(Stated exercise) Turn every line of the items below into a Markdown table with two columns, Row and Line: the first holds a running row number and the second holds the line itself. Leave out blank lines.

(Input material)
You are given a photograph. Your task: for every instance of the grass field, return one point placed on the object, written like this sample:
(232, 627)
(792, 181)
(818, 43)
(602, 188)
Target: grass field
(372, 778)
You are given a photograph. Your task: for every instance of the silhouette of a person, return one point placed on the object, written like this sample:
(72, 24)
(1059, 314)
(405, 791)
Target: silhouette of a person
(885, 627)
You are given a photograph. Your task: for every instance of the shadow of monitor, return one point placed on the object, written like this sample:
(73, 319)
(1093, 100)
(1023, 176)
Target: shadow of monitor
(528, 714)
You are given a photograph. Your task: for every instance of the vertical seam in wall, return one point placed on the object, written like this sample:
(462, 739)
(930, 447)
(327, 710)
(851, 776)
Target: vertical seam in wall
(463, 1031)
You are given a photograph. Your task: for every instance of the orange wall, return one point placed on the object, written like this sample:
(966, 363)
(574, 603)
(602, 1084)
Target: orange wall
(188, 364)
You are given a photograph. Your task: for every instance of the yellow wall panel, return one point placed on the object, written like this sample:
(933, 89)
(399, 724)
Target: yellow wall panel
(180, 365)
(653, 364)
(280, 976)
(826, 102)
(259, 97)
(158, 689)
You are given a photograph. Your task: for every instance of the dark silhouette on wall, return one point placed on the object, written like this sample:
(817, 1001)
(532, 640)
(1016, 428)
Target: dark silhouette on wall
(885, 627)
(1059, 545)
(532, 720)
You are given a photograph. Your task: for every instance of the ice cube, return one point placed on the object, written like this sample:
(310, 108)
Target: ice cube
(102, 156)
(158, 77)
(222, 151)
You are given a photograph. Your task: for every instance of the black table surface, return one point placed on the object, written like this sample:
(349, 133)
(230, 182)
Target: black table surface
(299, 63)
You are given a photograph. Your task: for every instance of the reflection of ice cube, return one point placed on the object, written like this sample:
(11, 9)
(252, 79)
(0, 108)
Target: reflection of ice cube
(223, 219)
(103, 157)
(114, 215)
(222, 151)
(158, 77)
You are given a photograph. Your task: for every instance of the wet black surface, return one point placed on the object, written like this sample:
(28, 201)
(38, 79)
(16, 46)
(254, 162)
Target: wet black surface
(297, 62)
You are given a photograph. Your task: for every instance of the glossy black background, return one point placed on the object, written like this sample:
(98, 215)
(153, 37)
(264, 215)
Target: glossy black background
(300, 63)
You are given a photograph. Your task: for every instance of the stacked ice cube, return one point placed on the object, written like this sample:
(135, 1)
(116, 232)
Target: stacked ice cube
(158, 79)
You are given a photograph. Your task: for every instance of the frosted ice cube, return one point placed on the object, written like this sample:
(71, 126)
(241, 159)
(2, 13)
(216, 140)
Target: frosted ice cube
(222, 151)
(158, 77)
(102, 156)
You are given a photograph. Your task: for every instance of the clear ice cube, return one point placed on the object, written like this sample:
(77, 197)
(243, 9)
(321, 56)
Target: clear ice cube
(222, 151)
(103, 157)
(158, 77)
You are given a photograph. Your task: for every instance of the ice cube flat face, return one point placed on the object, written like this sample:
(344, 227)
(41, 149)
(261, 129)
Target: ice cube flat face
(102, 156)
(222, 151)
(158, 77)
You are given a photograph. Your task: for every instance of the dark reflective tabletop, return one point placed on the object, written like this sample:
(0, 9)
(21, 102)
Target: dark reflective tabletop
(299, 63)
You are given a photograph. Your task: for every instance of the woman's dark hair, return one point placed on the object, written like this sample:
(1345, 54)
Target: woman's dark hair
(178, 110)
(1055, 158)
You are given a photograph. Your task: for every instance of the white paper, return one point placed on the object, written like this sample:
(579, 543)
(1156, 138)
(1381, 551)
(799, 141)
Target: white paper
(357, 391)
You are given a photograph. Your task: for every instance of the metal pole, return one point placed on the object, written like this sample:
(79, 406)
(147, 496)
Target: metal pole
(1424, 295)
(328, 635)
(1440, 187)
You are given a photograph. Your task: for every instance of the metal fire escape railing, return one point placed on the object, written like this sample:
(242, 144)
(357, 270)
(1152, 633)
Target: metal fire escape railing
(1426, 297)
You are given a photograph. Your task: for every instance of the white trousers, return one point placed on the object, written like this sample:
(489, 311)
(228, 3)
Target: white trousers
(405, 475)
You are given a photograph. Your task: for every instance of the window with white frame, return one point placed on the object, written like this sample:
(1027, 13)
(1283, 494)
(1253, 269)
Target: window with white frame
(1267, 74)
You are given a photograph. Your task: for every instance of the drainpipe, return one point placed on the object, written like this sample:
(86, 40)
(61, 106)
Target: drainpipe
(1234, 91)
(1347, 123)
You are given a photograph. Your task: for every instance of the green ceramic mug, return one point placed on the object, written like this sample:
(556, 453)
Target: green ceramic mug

(Answer to the task)
| Row | Line |
|---|---|
| 1 | You are given a photograph. Your task: for every instance of the grass field, return one point placed on the object, written like this sample: |
| 2 | (232, 627) |
| 3 | (792, 181) |
| 4 | (818, 43) |
| 5 | (602, 188) |
| 6 | Target: grass field |
| 7 | (372, 778) |
| 8 | You are given a photograph. Your task: for every instance of the silhouette of a person, return one point placed on the object, written like this sample: |
| 9 | (72, 24) |
| 10 | (1059, 314) |
| 11 | (405, 791) |
| 12 | Target: silhouette of a person |
| 13 | (885, 627) |
| 14 | You are given a photograph. Your task: for every instance of the shadow of monitor, return one point placed on the object, written like this sample: |
| 15 | (73, 319) |
| 16 | (1093, 100) |
| 17 | (1023, 176) |
| 18 | Target: shadow of monitor |
| 19 | (528, 714) |
| 20 | You are given a photograph. Your task: for every instance of the vertical seam in wall, return one point placed on the object, written like this sample: |
| 21 | (462, 739) |
| 22 | (930, 447) |
| 23 | (327, 710) |
| 24 | (851, 776) |
| 25 | Target: vertical seam in wall |
| 26 | (463, 1031) |
| 27 | You are given a photograph. Your task: for every instance of the orange wall, return one point placed on the object, written like this sample: |
| 28 | (966, 363) |
| 29 | (574, 603) |
| 30 | (602, 1084) |
| 31 | Target: orange wall |
| 32 | (188, 364) |
| 33 | You are given a photograph. Your task: for every instance of the yellow wall panel, return one point placed on the object, written like this sample: |
| 34 | (933, 89) |
| 35 | (399, 724) |
| 36 | Target: yellow wall panel |
| 37 | (180, 365) |
| 38 | (653, 364) |
| 39 | (280, 976) |
| 40 | (826, 102) |
| 41 | (259, 97) |
| 42 | (158, 689) |
| 43 | You are given a photograph. Your task: for every instance of the dark silhouette on wall, return one point placed on the object, written like this sample: |
| 44 | (817, 1001) |
| 45 | (532, 640) |
| 46 | (1016, 428) |
| 47 | Target: dark silhouette on wall |
| 48 | (885, 627) |
| 49 | (1059, 545) |
| 50 | (532, 720) |
| 51 | You are given a photograph. Your task: for every instance of the ice cube, return one point placed on the object, written like this sample: |
| 52 | (310, 108) |
| 53 | Target: ice cube |
| 54 | (102, 156) |
| 55 | (158, 77) |
| 56 | (222, 151) |
| 57 | You are given a photograph. Your task: for every instance of the black table surface, return one point placed on the object, written like this sample: |
| 58 | (349, 133) |
| 59 | (230, 182) |
| 60 | Target: black table surface |
| 61 | (299, 63) |
| 62 | You are given a photograph. Your task: for every instance of the reflection of ice cube, return one point placed on the object, written like this sample: |
| 63 | (11, 9) |
| 64 | (252, 79) |
| 65 | (0, 108) |
| 66 | Target: reflection of ice cube |
| 67 | (223, 219) |
| 68 | (103, 157) |
| 69 | (114, 215) |
| 70 | (222, 151) |
| 71 | (158, 77) |
| 72 | You are given a photograph. Your task: for every instance of the wet black surface, return one point placed on the object, written like this sample: |
| 73 | (28, 201) |
| 74 | (38, 79) |
| 75 | (16, 46) |
| 76 | (254, 162) |
| 77 | Target: wet black surface |
| 78 | (297, 62) |
| 79 | You are given a photograph. Your task: for every instance of the glossy black background, return one point placed on the object, written like this sample: |
| 80 | (98, 215) |
| 81 | (153, 37) |
| 82 | (264, 215) |
| 83 | Target: glossy black background |
| 84 | (300, 63) |
| 85 | You are given a photograph. Your task: for every instance of the stacked ice cube, return one point placed on the object, written like this sample: |
| 86 | (135, 1) |
| 87 | (116, 232) |
| 88 | Target: stacked ice cube |
| 89 | (158, 79) |
| 90 | You are given a photograph. Your task: for every instance of the frosted ice cube, return one point placed on the object, written like this sample: |
| 91 | (71, 126) |
| 92 | (241, 159) |
| 93 | (2, 13) |
| 94 | (216, 140) |
| 95 | Target: frosted ice cube |
| 96 | (222, 151) |
| 97 | (158, 77) |
| 98 | (102, 156) |
| 99 | You are given a photograph. Your task: for every instance of the clear ice cube, return one point placed on the object, written like this sample: |
| 100 | (77, 197) |
| 101 | (243, 9) |
| 102 | (321, 56) |
| 103 | Target: clear ice cube |
| 104 | (222, 151) |
| 105 | (103, 157) |
| 106 | (158, 77) |
| 107 | You are given a photograph. Your task: for every instance of the ice cube flat face, return one point placed on the object, written like this sample: |
| 108 | (344, 227) |
| 109 | (41, 149) |
| 110 | (261, 129) |
| 111 | Target: ice cube flat face |
| 112 | (102, 156) |
| 113 | (222, 151) |
| 114 | (158, 77) |
| 115 | You are given a photograph. Your task: for every instance of the dark reflective tabletop, return one point placed on the object, written like this sample: |
| 116 | (0, 9) |
| 117 | (21, 102) |
| 118 | Target: dark reflective tabletop |
| 119 | (299, 63) |
| 120 | You are given a photograph. Your task: for every instance of the woman's dark hair, return one point placed on the object, written like this sample: |
| 121 | (1345, 54) |
| 122 | Target: woman's dark hair |
| 123 | (178, 110) |
| 124 | (1055, 158) |
| 125 | You are given a photograph. Your task: for every instance of the white paper, return one point placed on the object, written like this sample: |
| 126 | (579, 543) |
| 127 | (1156, 138) |
| 128 | (1381, 551) |
| 129 | (799, 141) |
| 130 | Target: white paper |
| 131 | (357, 391) |
| 132 | You are given a photograph. Your task: for every instance of the metal pole, return one point placed on the object, written like this sample: |
| 133 | (79, 406) |
| 134 | (147, 496) |
| 135 | Target: metal pole |
| 136 | (1424, 295) |
| 137 | (328, 635) |
| 138 | (1440, 187) |
| 139 | You are given a photograph. Your task: for every instance of the metal fire escape railing, return one point placed on the object, written like this sample: |
| 140 | (242, 144) |
| 141 | (357, 270) |
| 142 | (1152, 633) |
| 143 | Target: metal fire escape railing |
| 144 | (1426, 297) |
| 145 | You are given a photograph. Your task: for every instance of the white trousers, return one point placed on the object, written like this sample: |
| 146 | (489, 311) |
| 147 | (228, 3) |
| 148 | Target: white trousers |
| 149 | (405, 475) |
| 150 | You are given a photograph. Your task: for every instance of the window with white frame, return one point placed on the object, written like this sample: |
| 151 | (1027, 13) |
| 152 | (1283, 494) |
| 153 | (1253, 269) |
| 154 | Target: window with white frame |
| 155 | (1267, 74) |
| 156 | You are given a photograph. Your task: for every instance of the drainpipe, return one point placed on the object, written like this sample: |
| 157 | (86, 40) |
| 158 | (61, 106) |
| 159 | Target: drainpipe |
| 160 | (1234, 91) |
| 161 | (1347, 123) |
| 162 | You are given a photograph. Your task: for every instance of the green ceramic mug, return one point placed on the object, written like this sample: |
| 163 | (556, 453) |
| 164 | Target: green ceramic mug |